* Work instructions:
#1 Answer these questions using the passage on LCP in real networks:
(a) Which range of LCP-correlation values does the passage describe as a threshold separating LCP networks from non-LCP networks?
(b) Which network has the highest LCP-corr value among the LCP networks found?
(c) Which two networks are identified as borderline cases?
#2 Extend the passage on LCP in real networks, picking up after its final sentence.
--- START Given passage ---
As evidenced in Fig. 5, where we juxtapose a few paradigmatic examples, the scenery is more intriguing than we had expected: we found that the region of LCP-correlations between 0.8 and 0.4 represents a threshold (a sort of intermediate region) that distinguishes networks that are characterised by LCP from those that are not. We want to acknowledge that also Lancichinetti et al.36 went close to the formalisation of the LCP paradigm; and the observation of the dichotomy between LCP and non-LCP networks. In fact, they provided a systematic empirical analysis of the statistical properties of communities in diverse types of large complex networks36 and evidenced that the mesoscopic organisation of networks of the same category is extraordinarily similar, concluding that: although the community size distributions are always wide, certain categories of networks consist mainly of tree-like communities, while others have denser modules.

Figure 5
figure 5

LCP in real networks.

Examples of LCP networks (left panel) and non-LCP networks (right panel). The LCP networks we found range from LCP-corr 0.84 (C. elegans rostral ganglia neuro-synaptic connectome) to 0.99 (American/Canadian flight map). The networks in the center (Power Grid and Grassland species food web) are borderline cases. The adjacency matrices of all the networks for which we computed LCP-corr are provided at the link in SI, section IX. For licence information on the individual elements of this figure please see SI, section X.
--- END Given passage ---
--- START Extracted material ---
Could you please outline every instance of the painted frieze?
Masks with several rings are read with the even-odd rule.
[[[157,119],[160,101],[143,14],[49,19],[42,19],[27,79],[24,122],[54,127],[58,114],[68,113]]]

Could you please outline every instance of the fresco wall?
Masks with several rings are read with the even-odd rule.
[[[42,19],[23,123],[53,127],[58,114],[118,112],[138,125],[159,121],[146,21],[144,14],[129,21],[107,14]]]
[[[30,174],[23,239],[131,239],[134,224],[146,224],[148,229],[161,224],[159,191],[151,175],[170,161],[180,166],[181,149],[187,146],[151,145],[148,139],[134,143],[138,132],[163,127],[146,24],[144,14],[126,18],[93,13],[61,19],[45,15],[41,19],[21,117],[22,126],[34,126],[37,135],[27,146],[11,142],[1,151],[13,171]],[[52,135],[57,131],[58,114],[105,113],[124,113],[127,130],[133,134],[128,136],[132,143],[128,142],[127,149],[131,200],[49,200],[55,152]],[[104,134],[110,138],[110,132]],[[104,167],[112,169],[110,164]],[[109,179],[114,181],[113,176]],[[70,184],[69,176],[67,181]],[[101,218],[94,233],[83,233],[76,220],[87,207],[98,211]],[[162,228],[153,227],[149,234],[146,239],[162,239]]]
--- END Extracted material ---
--- START Extracted material ---
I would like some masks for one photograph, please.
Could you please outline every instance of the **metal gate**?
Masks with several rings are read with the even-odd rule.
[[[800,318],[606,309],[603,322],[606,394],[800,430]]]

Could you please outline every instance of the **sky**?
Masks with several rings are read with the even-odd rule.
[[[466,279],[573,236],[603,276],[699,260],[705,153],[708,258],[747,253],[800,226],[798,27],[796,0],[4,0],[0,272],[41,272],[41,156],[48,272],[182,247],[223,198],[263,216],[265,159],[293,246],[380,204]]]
--- END Extracted material ---
--- START Extracted material ---
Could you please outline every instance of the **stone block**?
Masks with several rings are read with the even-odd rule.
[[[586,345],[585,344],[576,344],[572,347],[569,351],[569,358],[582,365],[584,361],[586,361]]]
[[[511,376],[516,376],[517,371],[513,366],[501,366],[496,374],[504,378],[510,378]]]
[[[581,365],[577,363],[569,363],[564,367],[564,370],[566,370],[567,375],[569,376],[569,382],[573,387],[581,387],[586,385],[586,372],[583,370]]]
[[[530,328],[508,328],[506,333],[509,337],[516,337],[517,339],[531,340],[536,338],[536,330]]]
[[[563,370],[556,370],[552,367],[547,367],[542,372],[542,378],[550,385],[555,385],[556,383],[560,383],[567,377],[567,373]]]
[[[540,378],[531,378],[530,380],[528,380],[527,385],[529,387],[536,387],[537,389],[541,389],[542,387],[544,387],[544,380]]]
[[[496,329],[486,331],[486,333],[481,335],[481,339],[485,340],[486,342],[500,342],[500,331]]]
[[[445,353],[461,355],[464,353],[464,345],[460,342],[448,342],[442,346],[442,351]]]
--- END Extracted material ---
* Answer list:
#1
(a) LCP-correlations between 0.8 and 0.4.
(b) The American/Canadian flight map, with an LCP-corr of 0.99.
(c) The Power Grid and the Grassland species food web.

#2
If we investigate the networks at the extremity of the intermediate region, we find that the power grid network is a borderline case, one that can be considered neither as LCP nor as non-LCP and this finding has strong significance. It has been proved that power grid networks, which are human-designed and propagate electricity rather than information, are neither scale-free nor clustered37, that they have homogenous topology and that they are easy to control38. The other interesting borderline case is the Grassland species food web that with LCP-correlation of 0.42 is closer to non-LCP networks and this can motivate its paradoxical behaviour detected in Fig. 2c (after 10% of random link removal, LCP-corr = 0.41) and discussed above.

On the other hand, the upper-bound case is represented by the air transportation network, which shows a 0.99 LCP-corr (Fig. 5 left side, American/Canadian flight map). We mined the literature to find an explanation for the contradiction between the result obtained for the air transportation and for the road transportation networks (Fig. 5 right side, LCP-corr ranges from 0 to 0.16). Guimera et al.39 provided a possible answer, which we shall now cite: …We find that the worldwide air transportation network is a scale-free small-world network. In contrast to the prediction of scale-free network models, however, we find that the most connected cities are not necessarily the most central, resulting in anomalous values of the centrality. We demonstrate that these anomalies arise because of the multicommunity structure of the network. We identify the communities in the air transportation network and show that the community structure cannot be explained solely based on geographical constraints and that geopolitical considerations have to be taken into account. …. Although Guimera et al. did not formalise any paradigm, we recognise an ante litteram discovery of the LCP in their intuition of the need for a new explanation (besides the scale-free and the small-world paradigms) to characterise the topology of air transportation networks more precisely. Meanwhile, the social (geopolitical) interpretation of the flight networks clarifies the mismatch with the road networks, which are shaped more by geographic constraints and further justifies our choice to allocate the flight map among the social networks.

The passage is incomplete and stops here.